Source passage: Begin
Tuesday, October 8, 2013

Grad Council.


Not, apparently, an adjunct of Student Council.

Far more important, in fact.

Grad Council determines the course offerings for graduate level, the prerequisite courses necessary, it approves waivers for transfer credits, and takes care of graduate commencement. I'm one of two students on a 14-member body that's mostly professors and then the dean.

All of this is to say that I'm actually very happy to be a part of it. I was worried it'd be some kind of Prestwich-run rubber stamp committee, but it's nothing of the sort. I mean, a lot of it is pro forma, but that's an outgrowth of most professors understanding their own department and not really anyone else's, so when they bring proposals and explain them, nobody really knows enough to argue with it, and generally if they do know enough they agree anyway because most of the proposals make sense.

I also was able to contribute meaningfully on my first day, which was another worry I had. I seconded a motion to approve an exceptional waiver for a student graduating in May in a field we're eliminating next year. I looked over the syllabi for the courses she took at a different college, was quite impressed with their rigor (Lord knows I could never do that shit), made sure that the field hadn't changed significantly in the intervening years, and as the professor in the relevant field also vouched for their rigor, I joined her in the motion.

We also discussed getting more students on Grad Council, which was pretty illuminating for me. I saw a bunch of candidates shot down - they were considered not serious enough, or not good enough. In the end they decided to extend an invitation to one guy and one alternate, and the guy that got the initial invite has been doing research on West Nile virus for three years. So it dawned on me that this is kind of a big deal. It's like being in the local chapter of the Illuminati or some shit.
Source passage: End
== Study questions ==
[1] Copy from the Grad Council post exactly, beginning at the words "I also was able" and ending after the words "in the motion.".
[2] Continue the blog post about joining Grad Council, picking up after its final sentence.
Extracted material: Begin
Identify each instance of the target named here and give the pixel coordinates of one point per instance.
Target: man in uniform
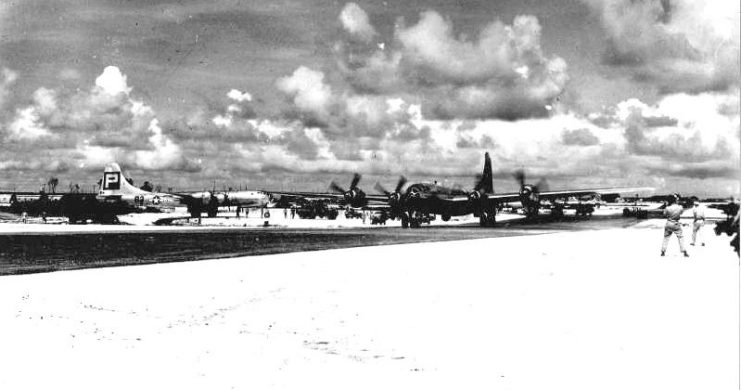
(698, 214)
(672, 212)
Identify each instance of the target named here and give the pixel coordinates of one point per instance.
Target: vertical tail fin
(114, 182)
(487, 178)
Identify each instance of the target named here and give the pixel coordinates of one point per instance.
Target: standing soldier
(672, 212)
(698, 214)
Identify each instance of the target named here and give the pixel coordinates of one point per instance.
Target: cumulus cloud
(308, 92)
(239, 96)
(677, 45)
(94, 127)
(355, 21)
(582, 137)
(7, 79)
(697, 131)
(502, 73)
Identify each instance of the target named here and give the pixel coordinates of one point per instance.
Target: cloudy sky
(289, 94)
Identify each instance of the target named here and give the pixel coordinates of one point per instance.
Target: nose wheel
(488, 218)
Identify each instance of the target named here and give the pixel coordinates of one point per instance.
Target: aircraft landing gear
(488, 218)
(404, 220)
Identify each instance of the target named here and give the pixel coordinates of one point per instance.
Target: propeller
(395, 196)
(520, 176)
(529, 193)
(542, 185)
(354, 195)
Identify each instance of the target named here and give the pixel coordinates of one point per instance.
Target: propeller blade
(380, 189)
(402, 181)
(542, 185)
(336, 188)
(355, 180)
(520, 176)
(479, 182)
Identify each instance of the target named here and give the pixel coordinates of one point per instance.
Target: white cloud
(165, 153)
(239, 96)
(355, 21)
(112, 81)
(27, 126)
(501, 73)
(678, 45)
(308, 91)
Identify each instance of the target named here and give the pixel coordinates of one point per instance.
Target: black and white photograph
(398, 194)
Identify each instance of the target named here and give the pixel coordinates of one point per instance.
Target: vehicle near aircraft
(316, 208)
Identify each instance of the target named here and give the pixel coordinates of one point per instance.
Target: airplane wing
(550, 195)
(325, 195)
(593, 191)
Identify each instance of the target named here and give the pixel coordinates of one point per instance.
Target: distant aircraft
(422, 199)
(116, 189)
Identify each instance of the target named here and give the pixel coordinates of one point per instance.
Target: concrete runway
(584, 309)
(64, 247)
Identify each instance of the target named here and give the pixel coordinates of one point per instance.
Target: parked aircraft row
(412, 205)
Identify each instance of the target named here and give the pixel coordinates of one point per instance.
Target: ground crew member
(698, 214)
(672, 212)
Extracted material: End
== Task-by-task answers ==
[1]
I also was able to contribute meaningfully on my first day, which was another worry I had. I seconded a motion to approve an exceptional waiver for a student graduating in May in a field we're eliminating next year. I looked over the syllabi for the courses she took at a different college, was quite impressed with their rigor (Lord knows I could never do that shit), made sure that the field hadn't changed significantly in the intervening years, and as the professor in the relevant field also vouched for their rigor, I joined her in the motion.

[2]
We also addressed the student speakers at grad commencement. Apparently there was a big dust-up over this last year, as one of the students got up there and talked about Jesus or whatever. This is a state college, and while what the student did wasn't illegal (if it had been a professor or a dean saying that stuff, it would have been - nobody acting in the capacity of a state employee can advance a religious doctrine) it still wasn't good. And apparently the professors had it out too. So I didn't get the context at the time, but one of the Communications professors in my department spoke up, suggesting guidelines for the speech. I suggested she talk to the two speakers for an hour or so, almost like a one-day class, since she said that public speaking isn't really a part of school curriculum anymore and therefore a lot of students have no idea how to do it.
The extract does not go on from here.